The complex unit’s pool of apartments has the following breakout:

Total Number of Units                    440
Models                                                3
Total Inventory of Units                  437

Units Offline for Upgrades                 6
Available Units for Leasing            431

Average monthly rent per unit is $1,500.   The breakeven point for income is 81% of available units.   Every 1% increase in occupancy generates nearly $6,000 of additional profit.   The owners would like to earn an additional $500,000 ($41,670/Month) per year of profit.   They agree it is worth paying a $15,000 bonus to achieve this level of performance.  What is the minimum occupancy rate needed to successfully fulfill this plan?

The key to this problem is the starting point.   The accountant starts at the desired level of profit.   The current profit is $33,400 and the desired profit is $75,100 ($33,400 + $41,700) net of the bonus.   The bonus will cost an additional $1,400 per month (includes payroll taxes).   To determine rents needed, simply work backwards as illustrated here:

Required Profit                                         $75,100
Add Bonus Package                                     1,400
Add Capital Costs                                    150,700
Add Fixed Costs                                       303,400
Add Variable Costs                                     79,400
Total Rental Revenue                              $610,000 (Includes Variable Costs for Additional Units)

Rent Per Unit                                              $1,500
Required Leased Units                                    407
Occupancy Rate of Available Units  = 407/431 = 94.4%

To successfully achieve the desired goal, the complex manager must lease out an additional 32 units per month.   Each month the total actual number of active leases are compared against the number of available units to calculate the rate.

Now for some insights to all this.

Date of Calculation

Almost every lease terminates on the last day of a month.   There is always a two to five percent difference in the occupancy rate between the last day of the month and the first day of the following month.   For the purpose of calculating the performance standard, use the first day of the month; it is more reflective of the financial outcome.

Running Average

A better approach to this tool is to use the running average over three months look back to dampen the effects of market conditions or personnel issues.   It also provides flexibility to the complex manager to achieve the goal.  In return, bonus payments are monthly based on the prior three months average.  If the average for the prior three months drops below the minimum, no bonus is paid for that month.

Track Inventory Occupancy Rate as Well

There are two reasons why every complex should track the inventory occupancy rate along with the available rate.  First, most complexes are financed with mortgage notes that are a function of 10 year bonds.   The bondholders want a historical occupancy rate for evaluation purposes.  This legally mandated information is based on total inventory and not available inventory.

→ **PROBLEMS TO WORK ON**:
• a. List every line marked "Add" in the work-backwards table of the apartment occupancy passage, along with its amount.
• b. Answer these from the apartment occupancy passage:
(i) How many units are offline for upgrades?
(ii) Which day of the month should be used to calculate the performance standard?
(iii) Is the historical occupancy rate that bondholders want based on total inventory or on available inventory?
• c. Pick up the apartment occupancy passage after its last sentence and keep writing.
None of the items matter here.

[Stored data entries]

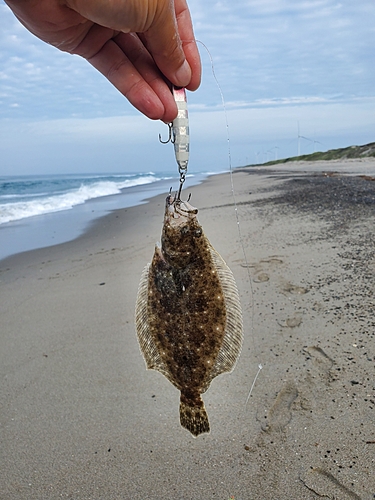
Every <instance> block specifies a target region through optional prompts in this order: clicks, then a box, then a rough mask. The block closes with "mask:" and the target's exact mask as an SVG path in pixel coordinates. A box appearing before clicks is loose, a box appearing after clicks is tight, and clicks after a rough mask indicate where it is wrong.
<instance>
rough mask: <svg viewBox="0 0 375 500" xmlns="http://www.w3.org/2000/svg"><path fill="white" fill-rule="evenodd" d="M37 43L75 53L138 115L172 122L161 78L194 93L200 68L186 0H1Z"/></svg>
mask: <svg viewBox="0 0 375 500" xmlns="http://www.w3.org/2000/svg"><path fill="white" fill-rule="evenodd" d="M5 1H6V3H7V4H8V5H9V7H10V8H11V9H12V11H13V12H14V14H15V15H16V17H17V18H18V19H19V20H20V21H21V23H22V24H23V25H24V26H25V27H26V28H27V29H28V30H29V31H31V32H32V33H33V34H34V35H36V36H37V37H38V38H40V39H41V40H43V41H45V42H47V43H49V44H51V45H53V46H55V47H57V48H59V49H60V50H62V51H65V52H69V53H71V54H78V55H80V56H82V57H84V58H85V59H87V61H89V62H90V64H92V65H93V66H94V67H95V68H96V69H97V70H99V71H100V72H101V73H102V74H103V75H104V76H105V77H106V78H107V79H108V80H109V81H110V82H111V83H112V84H113V85H114V86H115V87H116V88H117V89H118V90H119V91H120V92H121V93H122V94H123V95H124V96H125V97H126V98H127V99H128V100H129V101H130V102H131V103H132V104H133V106H135V107H136V108H137V109H138V110H139V111H141V112H142V113H143V114H145V115H146V116H148V117H149V118H151V119H154V120H157V119H161V120H163V121H165V122H166V123H168V122H171V121H172V120H173V119H174V118H175V117H176V115H177V108H176V104H175V102H174V99H173V97H172V94H171V91H170V89H169V87H168V84H167V83H166V81H165V79H167V80H169V81H170V82H171V83H173V84H174V85H177V86H181V87H186V88H187V89H189V90H196V89H197V88H198V87H199V84H200V77H201V65H200V58H199V53H198V49H197V46H196V43H195V39H194V33H193V28H192V23H191V18H190V13H189V9H188V6H187V3H186V0H5Z"/></svg>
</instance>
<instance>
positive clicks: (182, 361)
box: [135, 195, 243, 436]
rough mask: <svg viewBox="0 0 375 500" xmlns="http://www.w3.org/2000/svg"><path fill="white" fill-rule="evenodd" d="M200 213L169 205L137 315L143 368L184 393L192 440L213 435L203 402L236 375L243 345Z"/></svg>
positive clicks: (220, 260)
mask: <svg viewBox="0 0 375 500" xmlns="http://www.w3.org/2000/svg"><path fill="white" fill-rule="evenodd" d="M197 213H198V210H197V209H196V208H194V207H192V206H191V205H190V204H189V203H188V202H182V201H181V200H180V199H179V198H178V199H175V197H174V196H173V195H169V196H168V197H167V199H166V206H165V216H164V224H163V229H162V238H161V247H159V246H158V245H156V248H155V253H154V256H153V259H152V262H151V264H148V265H147V266H146V267H145V269H144V270H143V273H142V277H141V281H140V284H139V290H138V296H137V302H136V313H135V317H136V331H137V336H138V341H139V345H140V349H141V352H142V354H143V357H144V359H145V362H146V366H147V368H148V369H154V370H158V371H159V372H161V373H162V374H163V375H165V376H166V377H167V379H168V380H169V381H170V382H171V383H172V384H173V385H174V386H175V387H177V389H178V390H179V391H181V398H180V423H181V425H182V426H183V427H184V428H186V429H187V430H188V431H190V432H191V434H193V436H198V435H199V434H202V433H204V432H209V431H210V425H209V421H208V416H207V412H206V409H205V407H204V403H203V401H202V398H201V394H203V393H204V392H206V391H207V389H208V388H209V386H210V383H211V381H212V380H213V379H214V378H215V377H217V376H218V375H220V374H221V373H224V372H230V371H232V370H233V368H234V366H235V364H236V361H237V359H238V357H239V355H240V351H241V346H242V339H243V327H242V312H241V305H240V300H239V295H238V290H237V286H236V283H235V281H234V277H233V274H232V272H231V270H230V269H229V267H228V266H227V265H226V263H225V262H224V260H223V259H222V257H221V256H220V255H219V254H218V252H216V250H215V249H214V248H213V247H212V245H211V244H210V242H209V241H208V239H207V237H206V236H205V234H204V232H203V229H202V227H201V225H200V224H199V222H198V220H197Z"/></svg>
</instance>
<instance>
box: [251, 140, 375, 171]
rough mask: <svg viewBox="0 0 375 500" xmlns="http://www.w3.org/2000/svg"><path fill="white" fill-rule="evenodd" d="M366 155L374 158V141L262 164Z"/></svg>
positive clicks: (321, 159) (354, 157)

→ **ANSWERS BELOW**:
• a.
Bonus Package: 1,400
Capital Costs: 150,700
Fixed Costs: 303,400
Variable Costs: 79,400

• b.
(i) 6
(ii) The first day of the month
(iii) Total inventory

• c.
The second reason is to eliminate manipulation by the complex manager.   If the goal is 94% of available, she can simply take more units offline for maintenance and successfully reach this goal.   To counter this, a simple caveat is stated that the goal is 94% of available inventory as long as the total inventory pool never goes below 98% or maybe as low as 97% of all units.

431 Units of 440 = 97.90%  (3 models, 6 in maintenance)
428 Units of 440 = 97.27%  (3 models, 9 in maintenance)

The idea is to have as many units as possible available for rent.

Two Tier Bonus Structure

As an owner, more rented units creates a positive financial outcome on the bottom line.   Remember, the breakeven point is high in temporary housing, especially apartment complex housing.  So use a two tier bonus system to keep the complex manager engaged.

The first tier is approximately two-thirds of the spread between the breakeven point and desired outcome.   However the bonus is only one-third of the maximum bonus.  This gives incentive to the manager and rewards her for the hard work involved.   The second tier is the minimum level desired; for the case at hand, this is 94%.  Having two-thirds of the bonus tied to the remaining one-third balance of the goal is what really motivates apartment managers to achieve success.


The occupancy rate is a performance evaluation tool used in temporary housing (hotels/ motels, apartment complexes, retirement homes etc.).   The tool has two different formulas.   The first is the ratio of actual occupied units against total inventory.  The second format adjusts for units offline for maintenance, repairs and upgrades.  This formula is called the available occupancy rate.

By utilizing the financial breakeven point an owner can develop several occupancy rate thresholds for financial success.   Act on Knowledge.

If you have any comments or questions, e-mail me at dave (insert the usual ‘at’ symbol) businessecon.org.  I would love to hear from you. If interested in my services as an accountant/consultant; click on My Services in the footer of this article.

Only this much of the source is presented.